News8. (underlined words and letters are presented as headings or in italics here.)
On other pages: part 1, part 2, part 4, part 5.
Newsletter Summer 1985. part 3.
Correspondence[Ayb Citron: see Journals, Newsletters, Anthology, Bulletins.]
From Ayb Citron,Better Education thru Simplified Spelling, Michigan, USA, two letters:
1. Bill Herbert, who has organized Australian Society for Simplified Spelling, and I hav been corresponding on possible short word list on which groups working on simplified spelling in various English speaking lands could agree. We now agree on the following list of thirty words:
ait (ate = ayt)
rt (write= ryt)
In support of differential spelling of homophones please glance at enclosed comic strip from DETROIT FREE PRESS, 25 May 1985... When the bear says 'Airplanes', the reference is to Wilbur and Orville Wright, a play on words impossible if all 'rights' are spelled alike.
I hav on file a number of examples of this play on words made possible by differential spelling of homophones. For example, a business school advertises that it will teach people 'how to right a letter'. Much pleasure as well as some accuracy would be lost to our written forms if we abandon differential spelling of homophones where differentiates.

[Stored data entries]
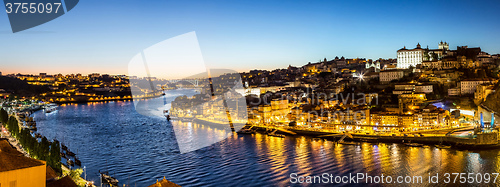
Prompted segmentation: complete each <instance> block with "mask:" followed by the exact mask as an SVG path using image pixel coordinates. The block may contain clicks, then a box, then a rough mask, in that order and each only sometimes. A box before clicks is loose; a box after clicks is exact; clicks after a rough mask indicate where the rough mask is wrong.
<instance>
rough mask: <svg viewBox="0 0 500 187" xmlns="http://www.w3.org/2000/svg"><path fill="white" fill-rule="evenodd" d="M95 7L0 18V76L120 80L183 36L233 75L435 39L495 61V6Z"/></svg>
mask: <svg viewBox="0 0 500 187" xmlns="http://www.w3.org/2000/svg"><path fill="white" fill-rule="evenodd" d="M96 2H97V1H85V2H80V4H79V6H77V7H76V8H75V9H74V10H72V11H71V12H68V13H67V14H65V15H64V16H62V17H61V18H58V19H56V20H53V21H51V22H49V23H46V24H44V25H41V26H39V27H36V28H33V29H30V30H27V31H23V32H19V33H16V34H13V33H11V32H10V28H9V26H10V25H9V23H8V19H7V15H6V14H3V16H2V17H3V19H0V30H1V31H2V34H1V35H0V37H1V38H2V40H3V41H4V42H2V44H0V49H1V51H2V53H0V54H2V57H3V59H2V70H1V71H2V72H3V74H9V73H28V74H36V73H39V72H46V73H48V74H57V73H62V74H70V73H77V72H75V69H78V71H79V72H80V73H82V74H89V73H94V72H99V73H109V74H127V63H128V62H129V61H130V59H131V58H132V57H133V55H135V54H137V53H138V52H139V51H140V50H142V49H144V48H146V47H148V46H151V45H153V44H155V43H157V42H160V41H162V40H165V39H168V38H171V37H175V36H177V35H181V34H184V33H187V32H191V31H196V33H197V35H198V40H199V43H200V48H201V51H202V54H203V58H204V60H205V62H206V64H208V66H209V67H212V68H220V67H227V68H230V69H234V70H236V71H240V72H241V71H248V70H251V69H267V70H270V69H276V68H283V67H286V66H288V65H293V66H301V65H304V64H306V63H307V62H317V61H318V60H320V59H323V58H327V59H333V58H334V57H335V56H339V57H340V56H344V57H346V58H357V57H361V58H367V59H378V58H396V52H395V49H400V48H402V47H403V46H406V47H409V48H411V47H413V46H415V45H416V44H417V43H420V44H421V45H422V47H426V46H427V45H428V46H429V47H430V48H435V47H436V46H437V43H438V42H440V41H447V42H448V43H450V48H451V49H453V48H455V46H462V45H468V46H469V47H481V48H482V49H483V51H485V52H488V53H490V54H496V53H500V46H498V45H496V44H495V43H499V42H500V41H499V40H500V39H497V37H495V33H496V32H495V31H496V30H498V29H499V28H500V25H499V24H496V23H495V17H494V11H495V10H496V9H497V8H498V5H496V4H494V3H493V2H482V3H480V4H479V3H476V4H471V3H467V2H453V3H446V2H437V3H434V2H433V3H432V4H431V3H430V2H418V3H413V4H409V5H408V4H399V3H398V2H382V3H379V2H376V3H375V2H369V1H362V2H356V3H352V2H287V3H284V2H263V1H257V2H255V1H253V2H252V3H250V2H218V3H210V2H190V3H186V2H160V1H152V2H148V3H143V4H136V3H131V2H125V3H121V4H116V3H113V2H101V1H99V3H96ZM97 5H99V6H97ZM152 7H153V8H152ZM451 10H453V11H451ZM455 10H462V11H455ZM110 11H111V12H113V14H109V13H110ZM146 11H148V12H146ZM417 18H418V19H417ZM478 25H482V26H481V27H480V26H478ZM102 30H106V31H107V32H104V33H103V32H101V31H102ZM464 38H467V39H464ZM47 46H50V47H47ZM26 54H29V55H26Z"/></svg>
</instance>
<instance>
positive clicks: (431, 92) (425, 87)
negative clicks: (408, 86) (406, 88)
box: [415, 84, 433, 94]
mask: <svg viewBox="0 0 500 187" xmlns="http://www.w3.org/2000/svg"><path fill="white" fill-rule="evenodd" d="M415 92H417V93H426V94H427V93H432V92H433V87H432V84H429V85H416V86H415Z"/></svg>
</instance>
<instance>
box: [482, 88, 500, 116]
mask: <svg viewBox="0 0 500 187" xmlns="http://www.w3.org/2000/svg"><path fill="white" fill-rule="evenodd" d="M499 86H500V82H499V83H497V84H496V85H495V89H496V91H495V93H493V94H490V95H488V97H486V101H484V102H483V103H482V104H483V105H484V106H486V107H488V108H489V109H491V110H493V111H495V112H496V113H500V90H498V89H499Z"/></svg>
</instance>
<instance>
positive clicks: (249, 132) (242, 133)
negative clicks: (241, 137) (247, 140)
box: [236, 129, 255, 134]
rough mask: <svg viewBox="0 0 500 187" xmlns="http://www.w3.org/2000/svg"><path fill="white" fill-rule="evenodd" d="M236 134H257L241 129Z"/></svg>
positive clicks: (247, 129)
mask: <svg viewBox="0 0 500 187" xmlns="http://www.w3.org/2000/svg"><path fill="white" fill-rule="evenodd" d="M236 133H238V134H255V131H254V130H251V129H241V130H239V131H238V132H236Z"/></svg>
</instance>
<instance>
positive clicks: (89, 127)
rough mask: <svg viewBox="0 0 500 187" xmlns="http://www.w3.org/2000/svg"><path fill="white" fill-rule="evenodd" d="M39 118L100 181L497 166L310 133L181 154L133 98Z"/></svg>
mask: <svg viewBox="0 0 500 187" xmlns="http://www.w3.org/2000/svg"><path fill="white" fill-rule="evenodd" d="M35 120H36V121H37V125H38V129H39V132H40V133H41V134H43V135H45V136H47V138H49V139H53V138H57V139H58V140H60V141H62V142H64V143H65V144H66V145H68V147H70V149H72V150H74V151H75V152H76V150H78V157H79V159H80V160H81V161H82V164H83V165H85V166H86V167H87V168H88V171H87V177H88V178H89V179H91V180H94V181H99V178H98V175H97V171H98V170H101V171H103V170H104V171H106V170H109V171H110V173H112V174H114V175H115V176H116V177H117V178H118V179H119V180H120V181H122V182H125V183H123V184H126V183H127V181H130V182H129V184H130V185H131V186H133V185H137V186H148V185H151V184H152V183H154V182H155V181H156V179H160V178H163V176H166V177H167V178H168V179H169V180H171V181H173V182H175V183H178V184H180V185H183V186H234V185H238V186H288V185H292V184H290V182H289V181H290V178H289V177H290V174H291V173H297V174H298V175H300V176H314V175H321V174H323V173H329V174H333V175H341V176H343V175H349V173H353V172H354V173H355V172H362V173H368V174H369V175H373V176H375V175H381V174H384V175H386V176H387V175H391V176H406V175H409V176H413V175H423V176H424V178H425V177H427V175H428V173H433V174H435V173H438V172H439V173H440V174H442V173H445V172H446V173H453V172H475V173H478V172H480V173H485V172H489V173H493V172H498V171H499V168H500V157H499V153H500V152H499V151H498V150H489V151H465V150H455V149H437V148H435V147H433V146H430V147H429V148H415V147H406V146H404V145H402V144H385V143H363V144H362V145H358V146H356V145H342V144H339V145H336V144H335V143H334V142H332V141H330V140H323V139H313V138H310V137H305V136H295V137H294V136H288V137H285V138H279V137H272V136H267V135H264V134H249V135H237V134H235V133H232V132H229V134H228V138H227V139H225V140H223V141H221V142H219V143H216V144H213V145H210V146H208V147H205V148H202V149H201V150H197V151H194V152H190V153H186V154H180V153H179V148H178V146H177V140H176V138H175V134H174V131H173V127H172V124H169V123H167V122H166V121H165V120H164V119H156V118H147V117H143V116H141V115H139V114H137V113H135V112H134V107H133V103H132V102H107V103H106V102H104V103H89V104H68V105H65V106H60V107H59V108H58V112H57V113H54V114H51V115H47V114H45V113H43V112H37V113H35ZM177 125H179V126H181V127H185V129H187V130H188V132H189V133H187V135H186V138H187V139H195V138H202V139H207V140H210V139H213V138H217V137H213V136H224V135H226V131H224V130H220V129H217V128H214V127H211V126H205V125H200V124H197V123H195V122H179V123H178V124H177ZM209 135H210V136H209ZM211 135H213V136H211ZM497 184H500V182H499V181H497ZM292 186H293V185H292Z"/></svg>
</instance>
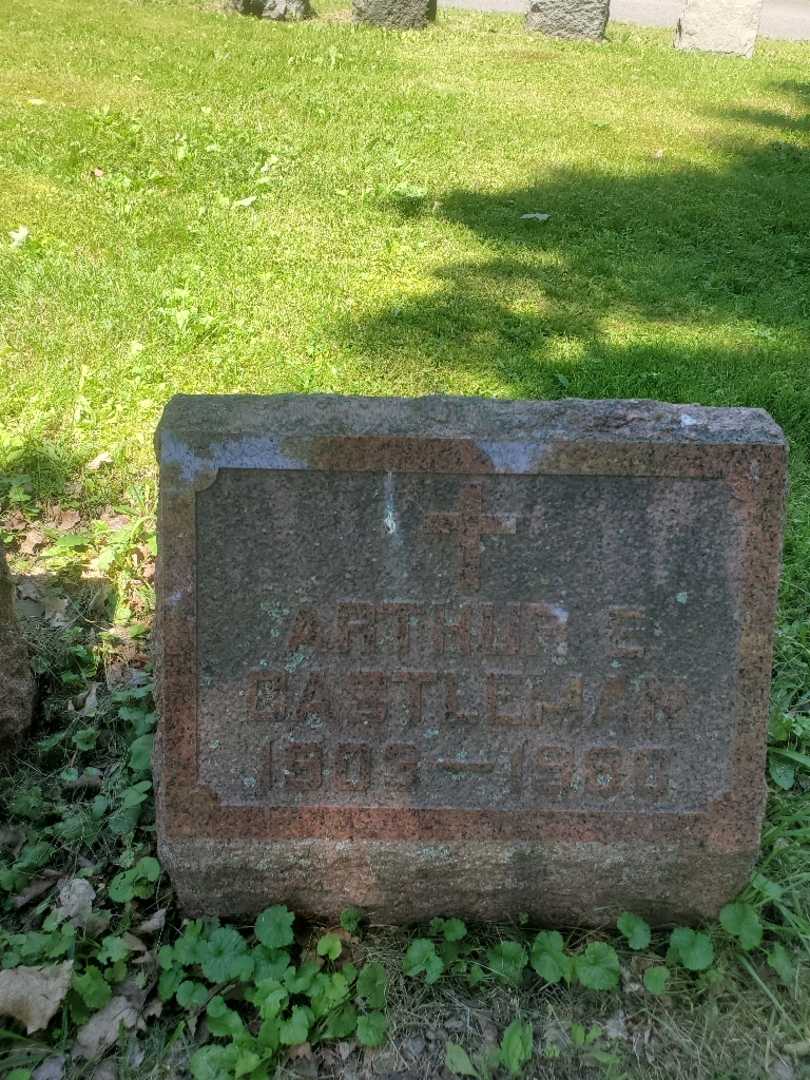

Problems to solve:
A. In the simplified spelling newsletter, which newspaper published the comic strip enclosed with the letter, and on what date?
B. Continue the simplified spelling newsletter from its last sentence.

Answers for this exercise:
A. The Detroit Free Press, on 25 May 1985.

B.
2. REVISED NEW SPELLING looks pretty good, much improved over NEW SPELLING. I hav seven suggestions (there are more, but I will hold this to seven.) I write as a member of SSS.
1. For purposes of GAINING ACCEPTANCE, hard C should be retained. As long as C is always hard (except in the digraph CH) it will giv children no problem. Words such as 'kat' and 'kan' look odd and sloppy and will make acceptance of the system much more difficult than need be.
2. For purposes of acceptance Q should be retained. Since Q ALWAYS has the sound of /kw/ 'quick', 'quality', 'quiet', etc, can be spelled as 'qik', qaluty', qyet'. I recommend that the present alphabet be retained. Even if you retain the spelling of proper names, people whose names begin with Q will strongly resent the dropping of Q from ordinary spelling, as will many other people.
3. For purposes of acceptance, I recommend retaining Y for /ee/ at the end of words such as 'meny', 'lykly', 'nesusery', 'hapuly', truly' or 'trooly' etc. Whenever we can, we should stay with present practice. We are still not overworking Y, because it can easily be perceived in final digraphs such as 'ly', 'ry', 'ty', and at the end of words such as 'meny', 'funy', .glory', 'hapy', etc.
4. I believe that E (now used to make A, E, O, U long and also long in final postion) should hav only one other use and that is as short E as in 'bed', .sed', 'fed', 'let', 'red', etc. Other than that let E alone. The closest sound we now hav for schwa is U as in 'cur', 'fur', 'murmur', 'femur', 'purpose', 'turn', etc. A word such as 'difficult' should be spelled as 'diffucult'. A word such as 'paragraph' should be 'perugraf'. All the 'ar', 'er', 'or' endings should be 'ur'. Two principles are involved: the best sound we hav for schwa is really 'u'; and E will be overworked.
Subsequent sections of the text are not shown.